:: Given data ::

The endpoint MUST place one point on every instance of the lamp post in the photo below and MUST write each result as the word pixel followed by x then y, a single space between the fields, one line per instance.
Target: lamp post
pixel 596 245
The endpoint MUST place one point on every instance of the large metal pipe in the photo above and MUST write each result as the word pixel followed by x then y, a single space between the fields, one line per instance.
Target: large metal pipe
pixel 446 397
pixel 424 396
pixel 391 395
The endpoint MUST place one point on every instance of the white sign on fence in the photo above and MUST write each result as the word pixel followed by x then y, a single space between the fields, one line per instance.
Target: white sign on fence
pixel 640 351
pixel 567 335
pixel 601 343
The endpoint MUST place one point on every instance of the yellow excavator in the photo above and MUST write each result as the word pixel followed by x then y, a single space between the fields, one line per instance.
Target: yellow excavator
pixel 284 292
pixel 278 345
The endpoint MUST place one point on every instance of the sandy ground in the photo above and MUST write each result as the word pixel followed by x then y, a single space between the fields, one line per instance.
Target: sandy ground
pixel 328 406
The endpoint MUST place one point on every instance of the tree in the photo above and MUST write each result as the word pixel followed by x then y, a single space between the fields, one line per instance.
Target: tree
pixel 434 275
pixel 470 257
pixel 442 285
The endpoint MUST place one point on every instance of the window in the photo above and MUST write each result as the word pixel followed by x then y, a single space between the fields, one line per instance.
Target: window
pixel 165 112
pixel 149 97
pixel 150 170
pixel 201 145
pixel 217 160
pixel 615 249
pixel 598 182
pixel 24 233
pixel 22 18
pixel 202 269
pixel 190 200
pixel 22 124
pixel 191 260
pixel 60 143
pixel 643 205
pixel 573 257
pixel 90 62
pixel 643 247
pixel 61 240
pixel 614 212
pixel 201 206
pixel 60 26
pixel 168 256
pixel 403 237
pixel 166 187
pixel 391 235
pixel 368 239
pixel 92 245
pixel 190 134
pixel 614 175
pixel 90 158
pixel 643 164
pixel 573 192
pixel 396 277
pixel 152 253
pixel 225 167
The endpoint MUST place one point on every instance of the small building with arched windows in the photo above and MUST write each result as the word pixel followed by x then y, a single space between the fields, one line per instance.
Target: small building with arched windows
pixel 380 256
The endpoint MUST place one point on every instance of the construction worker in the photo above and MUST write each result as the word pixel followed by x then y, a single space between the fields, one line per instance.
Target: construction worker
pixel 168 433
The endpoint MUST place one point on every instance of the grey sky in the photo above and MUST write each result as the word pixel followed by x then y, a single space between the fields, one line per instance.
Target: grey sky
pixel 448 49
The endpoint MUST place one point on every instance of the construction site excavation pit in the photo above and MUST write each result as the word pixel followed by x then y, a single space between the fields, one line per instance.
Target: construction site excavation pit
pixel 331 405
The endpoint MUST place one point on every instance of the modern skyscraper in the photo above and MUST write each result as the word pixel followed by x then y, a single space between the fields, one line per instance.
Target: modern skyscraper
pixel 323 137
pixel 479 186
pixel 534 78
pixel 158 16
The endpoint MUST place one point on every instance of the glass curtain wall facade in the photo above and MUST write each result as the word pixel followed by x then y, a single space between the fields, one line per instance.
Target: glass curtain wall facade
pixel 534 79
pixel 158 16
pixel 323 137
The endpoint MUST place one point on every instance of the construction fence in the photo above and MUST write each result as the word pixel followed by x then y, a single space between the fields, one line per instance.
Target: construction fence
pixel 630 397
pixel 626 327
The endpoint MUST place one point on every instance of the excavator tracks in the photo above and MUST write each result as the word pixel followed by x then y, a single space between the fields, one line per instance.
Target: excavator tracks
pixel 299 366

:::

§ Job
Could you write out all the rows above again, switching every "instance" to "occurrence" and leaving the rest unchanged?

§ Task solution
The endpoint MUST place one point on every occurrence of the lamp post in the photo below and MUST write each result as the word pixel followed by x then y, a single space between the fields, one line per occurrence.
Target: lamp post
pixel 596 245
The endpoint MUST place one point on every occurrence of the large metal pipe in the photo above and MUST write each result as the word pixel followed by x then y, a single space between the fields, one line per occurrence.
Target: large metal pipe
pixel 446 397
pixel 424 396
pixel 391 395
The endpoint MUST place one point on every occurrence of the white sign on fence in the photo above and MUST write each result as the word pixel followed by x then y, a single space between the fields, one line per occurrence.
Target: white sign on fence
pixel 640 351
pixel 567 335
pixel 601 343
The endpoint MUST place one point on every occurrence of the yellow excavator in the photo above and MUST write each result as the word pixel followed by x then y, a single space between the fields, one line per occurrence.
Target: yellow excavator
pixel 284 292
pixel 278 345
The endpoint MUST place one point on every occurrence of the sandy ground in the photo above and MUST write each result as the word pixel followed by x then y, a single space between the fields, one line per occurrence.
Target: sandy ground
pixel 328 406
The endpoint MUST place one point on every occurrence of the tree in the photo above and MUST write each result as the word pixel followed by x then y, a single space between the fields, one line per occurrence.
Target: tree
pixel 434 275
pixel 470 257
pixel 442 285
The endpoint MUST place one point on every occurrence of the window in the photo above and MUST write each result as the word pixel followed by x then y, a single space between the fields, one line per occurrence.
Target: window
pixel 165 112
pixel 149 97
pixel 150 170
pixel 201 145
pixel 217 160
pixel 615 249
pixel 598 182
pixel 24 233
pixel 22 18
pixel 202 269
pixel 190 200
pixel 22 124
pixel 191 260
pixel 60 143
pixel 643 205
pixel 573 257
pixel 90 62
pixel 643 247
pixel 61 240
pixel 614 212
pixel 201 206
pixel 60 26
pixel 168 256
pixel 403 237
pixel 166 187
pixel 391 235
pixel 368 239
pixel 92 245
pixel 190 134
pixel 614 175
pixel 90 158
pixel 643 164
pixel 573 192
pixel 396 277
pixel 152 253
pixel 225 167
The endpoint MUST place one point on every occurrence of the small building with arched windows in the photo above and MUST write each result as the word pixel followed by x then y, a single space between the fields, one line per occurrence.
Target: small building with arched windows
pixel 380 256
The endpoint MUST place one point on every occurrence of the construction worker in the photo above and MUST write each result as the word pixel followed by x then y, a single space between the fields, one line per occurrence.
Target: construction worker
pixel 168 433
The endpoint MUST place one point on every occurrence of the grey sky in the photo above and MUST write each result as the word pixel followed by x then y, a single space between the fields, one line per occurrence.
Target: grey sky
pixel 448 49
The endpoint MUST place one point on every occurrence of the construction site excavation pit in the photo above and MUST write each result as the word pixel followed by x then y, a single space between the fields, one line per occurrence.
Target: construction site excavation pit
pixel 331 405
The endpoint MUST place one point on every occurrence of the modern skyscraper in the photo above and MUST write each result as the word pixel followed by x then y, a single space between the fields, one line per occurrence.
Target: modern skyscraper
pixel 323 137
pixel 479 186
pixel 534 78
pixel 158 16
The endpoint MUST place one point on every occurrence of the glass curtain wall facade in the photo above and MUST write each result as the word pixel followed by x then y, a single space between the fields, one line per occurrence.
Target: glass curtain wall facade
pixel 534 79
pixel 158 16
pixel 323 137
The endpoint MUST place one point on every occurrence of the construction fence in the photo above and MUST write each result as the word pixel followed by x then y, a single space between the fields, one line per occurrence.
Target: construction fence
pixel 630 397
pixel 626 327
The endpoint MUST place one point on every occurrence of the excavator tracks in the photo above and MUST write each result as the word pixel followed by x then y, a single space between the fields, one line per occurrence.
Target: excavator tracks
pixel 299 366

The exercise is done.